* [Goal 1]
Could you rewrite the records, starting at the line containing "of the rugby" and ending at the end of the records, with "sample" replaced by "example" and nothing else altered?

* start Excerpt *

DD: This does not apply to Buddhism. The Bible, from OT to NT is primarily a parable, although there are many direct teachings. Buddha did not teach in parables. Even subjects like rebirth, where two levels of truth apply, is a consistant teaching about karma. Rebirth is about the results of actions. Buddha taught rebirth like this (rather than meta-physically). As for the supramundane teachings; they are very direct & literal. TB makes many dubious translations on the supramundane level, such as the bizzare "five clinging aggregates". In reality, the mind clings to the aggregrates. The aggregates themselves do not cling. Well, only one aggregate does all of the clinging.
TB said: To read the Canon as poetry may yield new meanings unintended by the compilers, but that simply advances a process at work throughout Buddhist history. Some thinkers have explained this process as a form of vitalism, with Buddhism or the Dharma identified as the vital force.
DD: Disagree. The Buddha spoke about 'slandering the Tathagata'. We must be very careful here.
TB said: The idea that spiritual life is a search for unity depends on the assumption that the universe is an organic whole, and that the whole is essentially good. The Canon, however, consistently portrays the goal of the spiritual life as transcendence: The world—which is synonymous with the All (SN 35:23)—is a dangerous river over which one has to cross to safety on the other side. The state of oneness or non-duality is conditioned (AN 10:29): still immersed in the river, unsafe. In reaching nibbana, one is not returning to the source of things (MN 1), but reaching something never reached before (AN 5:77): a dimension beyond all space and time. And in attaining this dimension, one is not establishing a new identity, for all identities—even infinite ones (DN 15)—ultimately prevent that attainment, and so have to be dropped.
DD: Transcendence means to not suffer in relation to the world due to deliverance via wisdom. Whereas oneness or non-duality is unity via concentration. But transcendence does not negate 'unity'. To the contrary, deliverance via wisdom offers a superior unity than non-duality. When a theistic regards the world as God's creation under God's doing, there is a unity or harmony here. Similarly, when transcendence via wisdom is acheived, there is also a unity with the world because the world is understood. TB's notion of "transcendence" seems to be "other worldly" or the end of physical rebirths, like Nibbana after death rather than Nibbana here & now.

* end Excerpt *

* [Goal 2]
Which Canon references, given by collection and number, does the Buddhism discussion cite?

* start Dataset extract *

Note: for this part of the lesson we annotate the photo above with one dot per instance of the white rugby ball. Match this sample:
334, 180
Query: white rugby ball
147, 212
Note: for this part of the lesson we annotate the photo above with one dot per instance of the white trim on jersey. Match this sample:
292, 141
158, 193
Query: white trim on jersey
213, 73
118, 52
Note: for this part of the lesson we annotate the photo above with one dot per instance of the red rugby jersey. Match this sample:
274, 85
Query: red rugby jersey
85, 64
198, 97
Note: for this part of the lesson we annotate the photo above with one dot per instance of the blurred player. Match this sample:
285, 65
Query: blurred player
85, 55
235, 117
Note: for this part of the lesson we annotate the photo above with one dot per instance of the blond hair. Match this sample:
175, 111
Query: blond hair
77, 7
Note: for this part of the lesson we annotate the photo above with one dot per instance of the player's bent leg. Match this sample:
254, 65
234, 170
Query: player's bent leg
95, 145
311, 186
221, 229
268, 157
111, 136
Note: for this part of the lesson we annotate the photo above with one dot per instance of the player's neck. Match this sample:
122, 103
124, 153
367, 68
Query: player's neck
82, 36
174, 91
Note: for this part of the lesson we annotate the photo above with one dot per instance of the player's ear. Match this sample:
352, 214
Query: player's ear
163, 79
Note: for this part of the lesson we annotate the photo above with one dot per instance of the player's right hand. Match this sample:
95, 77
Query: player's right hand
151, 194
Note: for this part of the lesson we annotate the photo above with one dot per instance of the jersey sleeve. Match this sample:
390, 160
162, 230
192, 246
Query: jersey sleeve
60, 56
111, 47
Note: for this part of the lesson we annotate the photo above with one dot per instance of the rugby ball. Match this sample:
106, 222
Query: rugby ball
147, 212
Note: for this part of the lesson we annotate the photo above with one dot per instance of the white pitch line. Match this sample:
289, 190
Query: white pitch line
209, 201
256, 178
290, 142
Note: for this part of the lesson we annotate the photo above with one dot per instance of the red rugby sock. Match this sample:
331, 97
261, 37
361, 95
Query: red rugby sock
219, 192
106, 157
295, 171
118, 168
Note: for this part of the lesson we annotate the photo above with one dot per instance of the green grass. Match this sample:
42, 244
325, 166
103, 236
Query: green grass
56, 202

* end Dataset extract *

* [Exercise result 1]
Note: for this part of the lesson we annotate the photo above with one dot per instance of the rugby ball. Match this example:
106, 222
Query: rugby ball
147, 212
Note: for this part of the lesson we annotate the photo above with one dot per instance of the white pitch line. Match this example:
289, 190
Query: white pitch line
209, 201
256, 178
290, 142
Note: for this part of the lesson we annotate the photo above with one dot per instance of the red rugby sock. Match this example:
331, 97
261, 37
361, 95
Query: red rugby sock
219, 192
106, 157
295, 171
118, 168
Note: for this part of the lesson we annotate the photo above with one dot per instance of the green grass. Match this example:
42, 244
325, 166
103, 236
Query: green grass
56, 202

* [Exercise result 2]
SN 35:23
AN 10:29
MN 1
AN 5:77
DN 15